Saved data entries

================================

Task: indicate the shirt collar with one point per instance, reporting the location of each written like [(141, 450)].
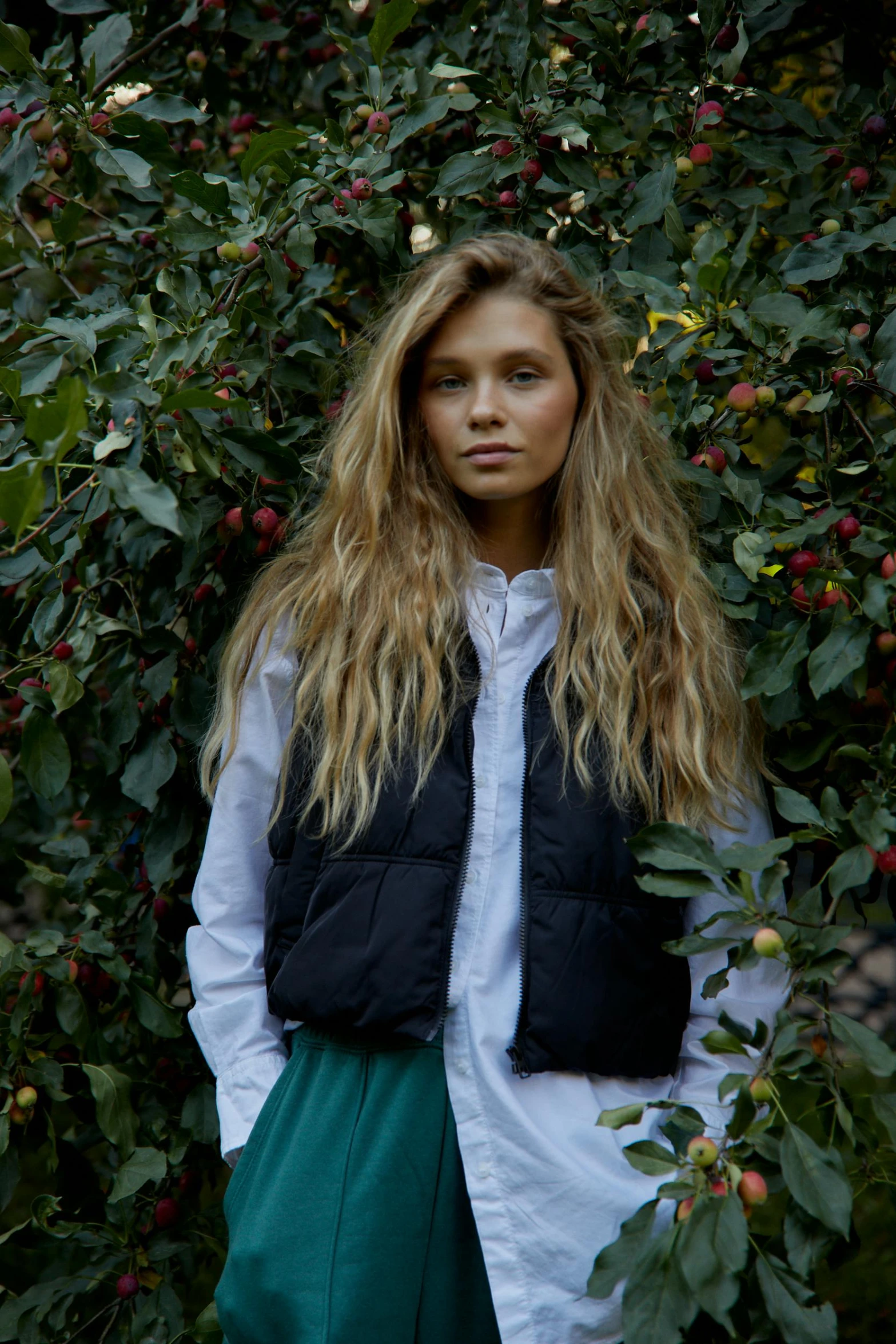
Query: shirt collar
[(489, 578)]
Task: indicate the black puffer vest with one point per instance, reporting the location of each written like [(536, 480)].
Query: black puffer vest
[(364, 939)]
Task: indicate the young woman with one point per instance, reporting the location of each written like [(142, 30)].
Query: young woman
[(424, 967)]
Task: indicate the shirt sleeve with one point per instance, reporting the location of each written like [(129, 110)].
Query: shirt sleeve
[(241, 1041), (755, 993)]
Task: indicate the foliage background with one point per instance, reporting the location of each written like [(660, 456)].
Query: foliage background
[(149, 386)]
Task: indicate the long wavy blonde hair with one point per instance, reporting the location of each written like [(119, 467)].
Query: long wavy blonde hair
[(371, 584)]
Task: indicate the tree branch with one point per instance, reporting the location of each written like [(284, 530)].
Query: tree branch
[(14, 550), (136, 55), (54, 252)]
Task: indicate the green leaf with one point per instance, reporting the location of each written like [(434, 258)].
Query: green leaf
[(844, 651), (676, 885), (657, 1303), (148, 769), (164, 106), (22, 492), (797, 1324), (420, 114), (152, 1014), (71, 1014), (771, 665), (213, 197), (821, 260), (46, 761), (124, 163), (153, 500), (18, 163), (651, 1158), (201, 1115), (158, 678), (874, 1053), (464, 174), (6, 788), (651, 197), (261, 452), (778, 309), (65, 229), (620, 1116), (15, 49), (609, 137), (189, 234), (852, 869), (143, 1166), (112, 1093), (797, 807), (269, 144), (872, 823), (676, 232), (674, 847), (714, 1250), (817, 1179), (390, 21), (55, 425), (106, 43), (65, 687), (616, 1260), (754, 858)]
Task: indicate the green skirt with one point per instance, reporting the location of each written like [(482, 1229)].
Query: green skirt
[(348, 1214)]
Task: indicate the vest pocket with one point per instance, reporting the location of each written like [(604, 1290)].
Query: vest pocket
[(602, 996), (372, 945)]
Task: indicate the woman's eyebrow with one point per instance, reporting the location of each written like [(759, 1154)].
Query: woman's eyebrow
[(527, 352)]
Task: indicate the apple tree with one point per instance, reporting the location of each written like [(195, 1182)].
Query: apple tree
[(199, 208)]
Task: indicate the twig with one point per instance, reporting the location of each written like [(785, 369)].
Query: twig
[(233, 287), (136, 55), (53, 190), (101, 1312), (860, 425), (38, 240), (270, 374), (112, 1322), (53, 252), (14, 550)]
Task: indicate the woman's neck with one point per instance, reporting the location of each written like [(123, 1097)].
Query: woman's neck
[(511, 535)]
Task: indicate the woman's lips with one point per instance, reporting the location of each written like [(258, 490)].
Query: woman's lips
[(492, 455)]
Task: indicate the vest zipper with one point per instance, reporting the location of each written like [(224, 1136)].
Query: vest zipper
[(515, 1051), (465, 859)]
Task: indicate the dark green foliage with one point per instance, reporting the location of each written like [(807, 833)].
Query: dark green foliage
[(149, 385)]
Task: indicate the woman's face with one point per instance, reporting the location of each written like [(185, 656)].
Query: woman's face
[(497, 373)]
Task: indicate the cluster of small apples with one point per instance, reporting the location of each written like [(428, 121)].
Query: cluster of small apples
[(746, 400), (23, 1105), (531, 171), (750, 1186), (710, 113), (234, 252), (360, 190)]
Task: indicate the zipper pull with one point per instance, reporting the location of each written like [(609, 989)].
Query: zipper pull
[(517, 1058)]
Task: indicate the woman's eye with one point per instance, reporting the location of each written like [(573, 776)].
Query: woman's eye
[(521, 373)]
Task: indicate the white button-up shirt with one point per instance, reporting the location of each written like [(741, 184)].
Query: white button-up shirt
[(548, 1188)]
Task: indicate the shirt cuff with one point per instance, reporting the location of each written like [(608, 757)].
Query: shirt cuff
[(241, 1092)]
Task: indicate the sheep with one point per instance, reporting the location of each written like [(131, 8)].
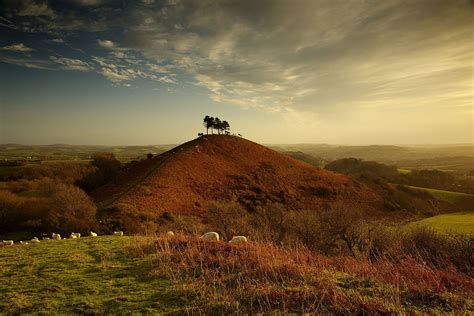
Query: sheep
[(6, 243), (75, 235), (238, 240), (56, 236), (210, 236)]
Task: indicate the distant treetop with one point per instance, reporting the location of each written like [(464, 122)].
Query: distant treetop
[(214, 123)]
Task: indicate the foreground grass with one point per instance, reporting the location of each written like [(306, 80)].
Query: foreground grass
[(459, 223), (86, 276), (138, 275), (259, 277)]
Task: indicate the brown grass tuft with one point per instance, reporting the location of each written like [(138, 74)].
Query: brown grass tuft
[(262, 277)]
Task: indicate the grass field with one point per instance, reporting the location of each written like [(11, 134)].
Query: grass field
[(447, 196), (138, 275), (86, 276), (460, 223)]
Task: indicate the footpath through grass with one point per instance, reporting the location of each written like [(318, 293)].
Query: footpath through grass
[(442, 195), (84, 276), (459, 223)]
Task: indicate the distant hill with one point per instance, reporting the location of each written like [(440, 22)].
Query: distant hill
[(218, 167), (381, 153)]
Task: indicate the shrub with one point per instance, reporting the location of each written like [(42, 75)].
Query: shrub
[(70, 209)]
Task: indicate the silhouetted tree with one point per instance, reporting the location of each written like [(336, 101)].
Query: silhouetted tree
[(225, 127), (208, 123), (213, 123), (217, 125)]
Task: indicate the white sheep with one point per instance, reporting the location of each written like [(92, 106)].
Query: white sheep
[(56, 236), (6, 243), (210, 236), (238, 240), (75, 235)]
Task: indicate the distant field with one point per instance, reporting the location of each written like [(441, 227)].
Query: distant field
[(447, 196), (460, 223), (404, 171)]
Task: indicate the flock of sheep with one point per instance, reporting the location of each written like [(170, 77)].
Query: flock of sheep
[(211, 236), (215, 236), (54, 236)]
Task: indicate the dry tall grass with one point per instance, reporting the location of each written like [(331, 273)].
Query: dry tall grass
[(262, 277)]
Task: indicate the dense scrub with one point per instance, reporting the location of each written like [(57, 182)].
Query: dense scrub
[(46, 198), (263, 277)]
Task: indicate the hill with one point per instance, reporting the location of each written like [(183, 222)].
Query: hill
[(218, 167)]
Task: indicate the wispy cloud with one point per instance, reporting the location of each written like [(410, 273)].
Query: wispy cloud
[(71, 64), (19, 47)]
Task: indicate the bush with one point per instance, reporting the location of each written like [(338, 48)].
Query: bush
[(70, 209)]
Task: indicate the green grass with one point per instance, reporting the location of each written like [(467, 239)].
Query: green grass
[(447, 196), (85, 276), (460, 223)]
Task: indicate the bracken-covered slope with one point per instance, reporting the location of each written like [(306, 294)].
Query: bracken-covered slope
[(218, 167)]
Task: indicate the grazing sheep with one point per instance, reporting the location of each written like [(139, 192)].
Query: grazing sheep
[(75, 235), (238, 240), (6, 243), (56, 236), (210, 236)]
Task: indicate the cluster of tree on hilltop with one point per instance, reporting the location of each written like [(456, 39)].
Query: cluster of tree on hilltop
[(214, 123)]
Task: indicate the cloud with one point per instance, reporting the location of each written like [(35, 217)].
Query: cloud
[(314, 57), (329, 58), (71, 64), (28, 63), (86, 2), (106, 44), (28, 8), (19, 47)]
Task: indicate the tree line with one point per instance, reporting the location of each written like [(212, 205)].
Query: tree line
[(214, 123)]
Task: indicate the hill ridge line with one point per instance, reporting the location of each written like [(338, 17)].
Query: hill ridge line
[(166, 157)]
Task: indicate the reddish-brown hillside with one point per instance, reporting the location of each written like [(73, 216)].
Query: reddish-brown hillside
[(218, 167)]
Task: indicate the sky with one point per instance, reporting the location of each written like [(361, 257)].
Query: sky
[(294, 71)]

================================

Copy out all the records exactly as they read, and omit the pictures.

Task: indicate the shirt collar with one point per instance, reporting the location of each written like [(141, 450)].
Query: shirt collar
[(489, 578)]
Task: indicate the black puffer vest with one point per instance, reporting the location of each written like [(536, 480)].
Query: black puffer vest
[(364, 939)]
Task: indicate the young woman with one point per instance, reporting the location of each written like [(142, 30)].
Query: young woman
[(424, 967)]
Task: indicate the shirt sleeve with one point per instance, reporting the location of each written like [(129, 110)].
Query: shirt sleeve
[(241, 1041), (755, 993)]
Task: indicate the foliage background with one point per instance, reporting the location of each written like [(660, 456)].
Query: foliage background
[(149, 386)]
Task: indicate the long wavy blonde hair with one point per instance, reporting the location of each written like [(119, 467)].
Query: long wavy blonde hair
[(371, 584)]
Task: indicate the tree branch with one point per instance, reporting the location of each written like [(284, 530)].
Query: tree branch
[(14, 550), (136, 55), (54, 252)]
Task: indicate the green leaf with one point per instance, reporting the location of each written like [(434, 258)].
Query: green leaf
[(844, 651), (676, 885), (657, 1303), (148, 769), (164, 106), (22, 492), (797, 1324), (420, 114), (152, 1014), (71, 1014), (771, 665), (213, 197), (821, 260), (46, 761), (124, 163), (153, 500), (18, 163), (651, 1158), (201, 1115), (158, 678), (874, 1053), (464, 174), (6, 788), (651, 197), (261, 452), (778, 309), (65, 229), (620, 1116), (15, 49), (609, 137), (189, 234), (852, 869), (143, 1166), (112, 1093), (797, 807), (269, 144), (872, 823), (676, 232), (674, 847), (714, 1250), (817, 1179), (390, 21), (55, 425), (106, 43), (65, 687), (616, 1260), (754, 858)]
Task: indicate the green skirt with one point per instance, reporting the location of each written like [(482, 1229)].
Query: green skirt
[(348, 1214)]
Task: indicate the vest pocket with one point per instance, reporting the location of each written like [(604, 1290)].
Query: vest pocket
[(602, 996), (372, 945)]
Task: indicate the woman's eyebrow with one point per instance, reporting the location of each written like [(759, 1154)].
Query: woman's eyebrow
[(527, 352)]
Task: indicate the apple tree with one point per instance, reporting the location of each written like [(195, 1182)].
Query: apple tree
[(199, 208)]
Task: indicate the twig with one point per instance, reporting the location of each written like [(785, 369)].
Query: twig
[(233, 287), (136, 55), (53, 190), (101, 1312), (860, 425), (38, 240), (270, 374), (112, 1322), (53, 252), (14, 550)]
Task: indicate the woman's neck with one point per instance, reporting the location of each written like [(123, 1097)].
Query: woman's neck
[(511, 535)]
Task: indicate the woman's lips with one point per instance, reporting the location of each written like [(258, 490)].
Query: woman's lips
[(492, 455)]
Task: indicate the vest zipper with one point per instance, reporting the location of each written like [(224, 1136)].
Query: vest zipper
[(515, 1051), (465, 859)]
Task: indicate the dark green foliage with one point per instance, reporting the location of each written like [(807, 833)].
Query: dark green foliage
[(149, 385)]
Task: indicate the woman's face with one point per instance, reporting the location of each written like [(185, 656)].
Query: woman's face
[(497, 373)]
Task: indicate the cluster of small apples with one point per instance, reporting the location of each written like [(428, 121)].
Query: cluster of small apples
[(746, 400), (23, 1105), (531, 171), (750, 1186), (710, 113), (234, 252), (360, 190)]
Task: indicate the zipper pull with one point per instance, reporting the location of each written like [(609, 989)].
Query: zipper pull
[(517, 1058)]
Task: indicate the woman's eye with one point per instance, reporting the location of each written like [(573, 776)].
Query: woman's eye
[(521, 373)]
Task: indicate the white button-up shirt with one point per instance, reporting the location of each written like [(741, 184)].
Query: white button-up shirt
[(548, 1188)]
Task: indicate the shirt cuff with one point per instance, reporting the location of each written like [(608, 757)].
Query: shirt cuff
[(241, 1092)]
Task: indicate the sheep with one point per instance, reporting the location of each written like [(131, 8)].
Query: sheep
[(6, 243), (75, 235), (238, 240), (56, 236), (210, 236)]
Task: indicate the distant treetop with one point per instance, reporting the location of each written like [(464, 122)].
Query: distant treetop
[(214, 123)]
Task: indicate the foreground grass with one point per instance, reporting the location of each written like [(306, 80)].
Query: foreground grass
[(459, 223), (86, 276), (138, 275), (259, 277)]
Task: indicate the brown grass tuft with one point per instance, reporting the location of each written like [(138, 74)].
Query: brown grass tuft
[(262, 277)]
Task: indicate the grass field with one point per instance, reporting the location of each written like [(11, 134)].
Query: grass field
[(447, 196), (138, 275), (86, 276), (460, 223)]
Task: indicate the footpath through grass with one point per instance, reporting the location of each written like [(318, 293)].
Query: footpath through grass
[(442, 195), (84, 276), (459, 223)]
Task: indicate the distant hill with one point per instance, reporting the location of each written like [(440, 22)].
Query: distant hill
[(218, 167), (381, 153)]
Task: indicate the shrub with one point per instance, reporting the location of each written like [(42, 75)].
Query: shrub
[(70, 209)]
Task: indicate the silhouetted tree with one point per instance, reporting the location of each written like [(336, 101)].
Query: silhouetted tree
[(225, 127), (208, 123), (213, 123), (217, 125)]
Task: indicate the white sheep with one point per instance, reporting the location of each written like [(92, 106)].
Query: white sheep
[(56, 236), (6, 243), (210, 236), (238, 240), (75, 235)]
Task: indicate the distant field with one point per instance, reporting the location of each written like [(441, 227)].
Query: distant field
[(447, 196), (460, 223), (404, 171)]
Task: indicate the flock of sheep with one point per instance, reporting the location of each written like [(170, 77)].
Query: flock of sheep
[(211, 236), (215, 236), (54, 236)]
Task: indicate the dry tall grass with one point per instance, reporting the location of each written like [(331, 273)].
Query: dry tall grass
[(262, 277)]
Task: indicate the dense scrub with one point per instance, reporting the location of each written like [(57, 182)].
Query: dense scrub
[(46, 198), (263, 277)]
Task: indicate the hill with one point per instance, reporting the location of each written like [(183, 222)].
Query: hill
[(218, 167)]
Task: indicate the wispy cloud with one point per instance, reporting the location of each written like [(410, 273)].
Query: wispy cloud
[(71, 64), (19, 47)]
Task: indicate the bush with one point per instance, reporting the location of each written like [(338, 48)].
Query: bush
[(70, 209)]
Task: indicate the green grass with one point per instance, reporting the location of each written like [(467, 239)].
Query: green grass
[(447, 196), (85, 276), (460, 223)]
Task: indicate the bracken-covered slope with one point per instance, reporting the location of each written like [(306, 294)].
Query: bracken-covered slope
[(218, 167)]
Task: indicate the grazing sheep with one point per instance, reporting the location of each written like [(139, 192)].
Query: grazing sheep
[(75, 235), (238, 240), (6, 243), (56, 236), (210, 236)]
Task: indicate the cluster of tree on hilltop with one point per instance, reporting the location of each written like [(456, 39)].
Query: cluster of tree on hilltop
[(214, 123)]
Task: indicate the cloud with one point per instance, reporting the location of each written like [(35, 217)].
Query: cloud
[(314, 57), (329, 58), (71, 64), (28, 63), (86, 2), (106, 44), (28, 8), (19, 47)]
Task: indicate the tree line with one point per instance, reporting the location of each written like [(212, 205)].
Query: tree line
[(214, 123)]
Task: indicate the hill ridge line with one point per instance, reporting the location of each written like [(338, 17)].
Query: hill ridge line
[(166, 157)]
Task: indicate the reddish-brown hillside with one point per instance, reporting the location of each written like [(73, 216)].
Query: reddish-brown hillside
[(218, 167)]
Task: indicate the sky with one point per instance, reporting the location of each written like [(361, 257)].
Query: sky
[(294, 71)]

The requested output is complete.